- _WHAT TO PRODUCE_: Continue the pull request discussion below, which concerns adding D3D12 external resource import support to the TRT RTX execution provider, from the point at which it stops.

- _EXTRACTED TEXT_:
Start of Block

[TRT RTX EP] Add support for D3D12 external resource import #26948

gedoensmax · 2026-01-08T19:38:35Z

This PR adds a test for CiG inference to demonstrate how usage for it should look like.
It is important to not call cudaSetDevice in that flow since it will create a new context. @nieubank I am not sure why there was a cudaSetDevice on each import call 🤔 Is this done to enable importing semaphores of e.g. GPU:1 to a session running on GPU:0 ? Context management is unreliable with the current CUDA runtime and CUDA driver API mixing.

nieubank · 2026-01-08T21:07:31Z

This PR adds a test for CiG inference to demonstrate how usage for it should look like. It is important to not call cudaSetDevice in that flow since it will create a new context. @nieubank I am not sure why there was a cudaSetDevice on each import call 🤔 Is this done to enable importing semaphores of e.g. GPU:1 to a session running on GPU:0 ? Context management is unreliable with the current CUDA runtime and CUDA driver API mixing.

Awesome, thanks for this! You're seeing my inexperience with the CUDA API here :), I have another branch I was working on to fix some of the context stuff, but I figure this implementation will be a longer-term collaboration/hand-off at some point. Just wanted to validate the API with some real code.

gedoensmax · 2026-01-09T11:03:19Z

Yes sure, we (or in other words @praneshgo ) will probably take it over. I made these changes for the exact same reason to experiment with it. And i already identified a TRT RTX optimization opportunity that we will fix internally.

To better test the correct async behaviour by the way it might be better to submit multiple inferences and wait on the last result to ensure that we are not synchronous due to CPU overhead.

Copilot

Pull request overview

This PR adds a comprehensive test for CUDA Interop Graphics (CIG) inference to demonstrate proper usage patterns when working with external D3D12 resources. The key change is modifying context management to avoid calling cudaSetDevice when a CUDA context already exists, which prevents creating unwanted new contexts during CIG workflows.

Changes:

Added FullInferenceWithExternalMemoryCIG test demonstrating CIG context usage with external memory import
Modified context management in nv_provider_factory.cc to check for existing CUDA contexts before calling cudaSetDevice
Migrated test API calls from ort_api_ to ort_interop_api_ for external resource operations

Reviewed changes

Copilot reviewed 2 out of 2 changed files in this pull request and generated 8 comments.

File	Description
onnxruntime/test/providers/nv_tensorrt_rtx/nv_external_resource_importer_test.cc	Added CudaDriverLoader helper class, renamed test fixture to NvExecutionProviderExternalResourceImporterTest, migrated to interop API, and added comprehensive CIG inference test
onnxruntime/core/providers/nv_tensorrt_rtx/nv_provider_factory.cc	Modified ImportMemory, ImportSemaphore, and CreateSyncStreamForDevice to check for existing CUDA context before calling cudaSetDevice

💡 Add Copilot custom instructions for smarter, more guided reviews. Learn how to get started.

End of Block

- _PROVIDED MATERIAL_:
Start of Block

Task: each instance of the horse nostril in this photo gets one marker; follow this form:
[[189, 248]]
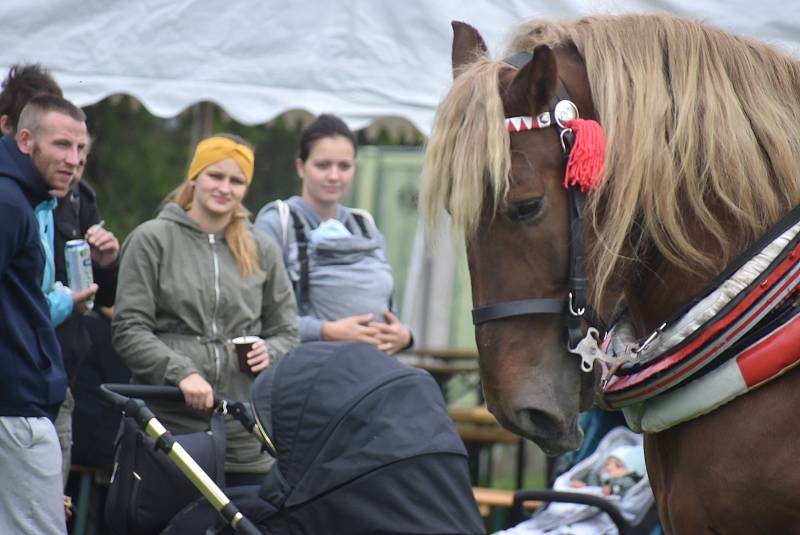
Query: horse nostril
[[543, 423]]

End of Block

- _RESPONSE FOR THIS EXERCISE_:
onnxruntime/test/providers/nv_tensorrt_rtx/nv_external_resource_importer_test.cc

onnxruntime/core/providers/nv_tensorrt_rtx/nv_provider_factory.cc

onnxruntime/test/providers/nv_tensorrt_rtx/nv_external_resource_importer_test.cc

praneshgo · 2026-01-15T10:02:55Z

Functionally, the change looks good to me.

praneshgo · 2026-01-15T10:09:02Z

@gaugarg-nv @ankan-ban can you please review this as well? Thanks.

ankan-ban · 2026-01-15T10:45:59Z

Thanks, Max, for writing the test. It looks good. It's nice to see most of the interop functionality nicely abstracted out behind the new ORT interop APIs.

There are just a couple of things that are still Nvidia specific in the test (maybe consider abstracting out these too in the future with more additions to ORT APIs):

Use of CUDA APIs by the app to create the context before invoking ORT (this requires a command queue handle that would share same TSG with the cuda context. The same TSG is a requirement to enable CiG on our hardware).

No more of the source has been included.